>> start Materials provided
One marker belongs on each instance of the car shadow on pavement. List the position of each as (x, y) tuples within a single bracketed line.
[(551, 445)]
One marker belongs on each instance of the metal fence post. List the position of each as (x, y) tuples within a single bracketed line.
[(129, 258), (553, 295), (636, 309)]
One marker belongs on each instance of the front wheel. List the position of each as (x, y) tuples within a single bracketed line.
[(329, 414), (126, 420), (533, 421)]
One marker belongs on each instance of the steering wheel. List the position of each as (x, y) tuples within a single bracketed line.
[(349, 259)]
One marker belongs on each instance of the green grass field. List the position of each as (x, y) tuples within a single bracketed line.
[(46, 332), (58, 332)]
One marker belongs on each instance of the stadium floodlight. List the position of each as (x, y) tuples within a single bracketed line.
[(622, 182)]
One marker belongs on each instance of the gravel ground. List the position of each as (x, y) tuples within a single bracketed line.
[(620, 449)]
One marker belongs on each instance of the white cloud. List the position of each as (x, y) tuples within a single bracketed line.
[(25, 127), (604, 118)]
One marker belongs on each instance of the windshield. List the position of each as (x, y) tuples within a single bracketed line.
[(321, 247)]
>> end Materials provided
▶ _To do_:
Rewrite the lines from the one containing "One marker belongs on each instance of the windshield." through the last line, swapping "windshield" for "front window" and changing nothing else.

▶ _The answer_:
One marker belongs on each instance of the front window. List the position of each as (x, y) tuples within a single bracketed line.
[(321, 247)]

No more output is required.